Trecho -
________

Há muitos tipos de esquerda, mais do que de direita, provavelmente porque esta, além dos valores e idéias, tem o capital a uni-la enquanto a esquerda só tem valores e idéias. Podemos distinguir pelo menos quatro tipos de esquerda: a extrema-esquerda, a esquerda utópica, a esquerda burocrático-sindical e o centro-esquerda. A extrema-esquerda é revolucionária, não vendo na democracia existente senão uma forma de dominação: pretende assumir o poder revolucionariamente para, em seguida, implementar o que denomina socialismo, mas que é mais correto chamar de estatismo. A esquerda utópica prefere não disputar o poder para manter seus ideais socialistas e para poder ser uma força crítica dentro da sociedade. Nos dias atuais, esse é o caso, principalmente, do extraordinário movimento ‘outromundialista’, que se formou a partir dos Fóruns Sociais Mundiais. Seus participantes mais representativos afirmam que não aspiram ao poder, mas querem ser a consciência crítica das sociedades capitalistas contemporâneas e querem “contribuir para que a sociedade faça prevalecer, em toda parte, a justiça social, a solidariedade e a paz”, ou, em outras palavras, “um outro mundo possível” [3]. Esse objetivo é sem dúvida legítimo, e o movimento já tem dado contribuições positivas na direção pretendida, na medida em que a enorme repercussão de suas ações tem obrigado os governantes conservadores ou progressistas a mudar algo de suas políticas. A esquerda burocrático-sindical joga o jogo democrático, tem bases fortes na burocracia do Estado e nos sindicatos, se autodenomina esquerda simplesmente, e, enquanto fora do poder, mantém um discurso formalmente socialista. O centro-esquerda reconhece a impossibilidade de uma transição para o socialismo dentro de um prazo previsível e, usando uma frase de Michel Rocard, trata de “governar o capitalismo mais competentemente que os capitalistas”. Ou seja, é uma esquerda reformista, que durante o século vinte foi socialdemocrata, mas que está se transformando em um centro-esquerda social-liberal, na medida em que os partidos de esquerda na Europa vêm reformando suas economias e seu Estado no sentido de manter a garantia aos direitos sociais e aprofundar a igualdade, ao mesmo tempo em que aceitam um papel mais ativo de mercados regulados na coordenação do sistema.

________

Registros extraídos -
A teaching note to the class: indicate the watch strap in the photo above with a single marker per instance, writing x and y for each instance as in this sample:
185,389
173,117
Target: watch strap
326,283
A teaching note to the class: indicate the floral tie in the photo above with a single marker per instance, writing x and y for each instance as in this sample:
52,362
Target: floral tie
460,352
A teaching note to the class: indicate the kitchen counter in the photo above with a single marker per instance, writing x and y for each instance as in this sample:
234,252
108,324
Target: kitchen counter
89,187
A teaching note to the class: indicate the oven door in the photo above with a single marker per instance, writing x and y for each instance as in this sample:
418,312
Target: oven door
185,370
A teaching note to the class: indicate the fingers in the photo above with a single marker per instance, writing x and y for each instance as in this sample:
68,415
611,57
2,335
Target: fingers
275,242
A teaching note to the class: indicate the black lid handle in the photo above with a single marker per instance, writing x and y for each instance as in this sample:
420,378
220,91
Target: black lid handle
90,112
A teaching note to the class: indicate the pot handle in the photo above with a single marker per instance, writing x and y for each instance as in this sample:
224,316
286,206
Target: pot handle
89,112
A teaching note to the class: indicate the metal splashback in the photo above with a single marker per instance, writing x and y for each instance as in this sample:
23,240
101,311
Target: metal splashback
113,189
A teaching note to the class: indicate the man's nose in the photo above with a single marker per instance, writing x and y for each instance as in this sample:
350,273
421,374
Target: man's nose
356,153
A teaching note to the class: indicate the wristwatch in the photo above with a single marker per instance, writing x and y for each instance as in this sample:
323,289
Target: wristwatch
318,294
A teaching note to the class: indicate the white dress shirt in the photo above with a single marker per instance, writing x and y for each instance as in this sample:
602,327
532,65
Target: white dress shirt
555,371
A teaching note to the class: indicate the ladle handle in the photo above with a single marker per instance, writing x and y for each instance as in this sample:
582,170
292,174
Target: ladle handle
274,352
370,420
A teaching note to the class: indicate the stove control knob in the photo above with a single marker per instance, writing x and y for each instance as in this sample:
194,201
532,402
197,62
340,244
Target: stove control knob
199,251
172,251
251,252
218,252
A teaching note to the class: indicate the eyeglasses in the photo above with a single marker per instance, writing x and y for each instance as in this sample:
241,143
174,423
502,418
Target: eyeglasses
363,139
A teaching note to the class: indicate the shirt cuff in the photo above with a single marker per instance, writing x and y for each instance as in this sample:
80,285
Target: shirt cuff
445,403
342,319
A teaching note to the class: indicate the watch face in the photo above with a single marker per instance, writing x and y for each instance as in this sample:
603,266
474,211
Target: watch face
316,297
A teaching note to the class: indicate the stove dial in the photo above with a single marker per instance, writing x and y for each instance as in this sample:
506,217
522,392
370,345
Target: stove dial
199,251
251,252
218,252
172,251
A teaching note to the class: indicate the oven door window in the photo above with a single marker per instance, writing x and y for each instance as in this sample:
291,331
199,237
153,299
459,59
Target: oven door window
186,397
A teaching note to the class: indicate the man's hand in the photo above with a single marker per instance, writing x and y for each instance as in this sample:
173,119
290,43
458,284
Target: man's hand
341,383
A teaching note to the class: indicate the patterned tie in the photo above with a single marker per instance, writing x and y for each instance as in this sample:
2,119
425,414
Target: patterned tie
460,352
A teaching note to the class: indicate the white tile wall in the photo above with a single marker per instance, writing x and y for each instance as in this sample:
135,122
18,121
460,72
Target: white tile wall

________

Requisitos do exercício -
1 – Responda com base no trecho sobre os tipos de esquerda:
(a) Além de valores e ideias, o que une a direita?
(b) A partir de que se formou o movimento "outromundialista"?
(c) Em que a esquerda burocrático-sindical tem bases fortes?
2 – Enumere todos os tipos de esquerda que o trecho distingue.

Gabarito -
1 –
(a) O capital.
(b) A partir dos Fóruns Sociais Mundiais.
(c) Na burocracia do Estado e nos sindicatos.

2 –
- extrema-esquerda
- esquerda utópica
- esquerda burocrático-sindical
- centro-esquerda